### Information provided
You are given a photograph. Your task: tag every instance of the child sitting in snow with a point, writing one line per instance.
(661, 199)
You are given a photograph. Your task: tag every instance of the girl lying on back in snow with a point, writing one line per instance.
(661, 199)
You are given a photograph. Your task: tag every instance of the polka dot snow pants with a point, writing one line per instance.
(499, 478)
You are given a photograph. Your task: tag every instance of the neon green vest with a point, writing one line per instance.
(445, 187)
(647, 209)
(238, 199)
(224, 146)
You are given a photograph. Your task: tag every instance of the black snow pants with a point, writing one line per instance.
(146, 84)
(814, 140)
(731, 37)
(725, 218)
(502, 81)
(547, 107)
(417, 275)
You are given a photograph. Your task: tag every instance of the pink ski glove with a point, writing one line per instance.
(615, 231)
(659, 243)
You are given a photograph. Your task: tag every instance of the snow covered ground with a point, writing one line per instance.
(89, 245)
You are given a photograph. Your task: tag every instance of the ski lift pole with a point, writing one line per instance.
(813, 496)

### Task to complete
Repeat all of the entries exactly.

### Result
You are given a photograph. Your task: tag every instance of the child sitting in snow with a point, writing one line per instance.
(661, 199)
You are given a photograph. Your task: tag every instance of the girl lying on back in snow with a point, writing one line per instance.
(661, 199)
You are given a photograph. Your task: tag every instance of the polka dot snow pants with a point, writing one line per instance.
(499, 478)
You are given a photograph. Your task: tag every instance of the neon green vest with a point, writing one line per instance.
(445, 187)
(647, 209)
(238, 199)
(224, 146)
You are given a photograph. Your task: tag every instance of the black snow pants with a point, writing one line per instance.
(146, 84)
(814, 140)
(731, 37)
(725, 218)
(502, 81)
(547, 107)
(417, 275)
You are given a photograph. Your task: tag every instance of the pink ski glove with a point, writing one line per instance.
(615, 231)
(659, 243)
You are given a photograph. Your task: tag every instance of the snow covered ground with a point, writing one line per instance.
(89, 245)
You are given a photograph. Your task: tag every instance of the ski lift pole with a point, writing one line per instance.
(813, 496)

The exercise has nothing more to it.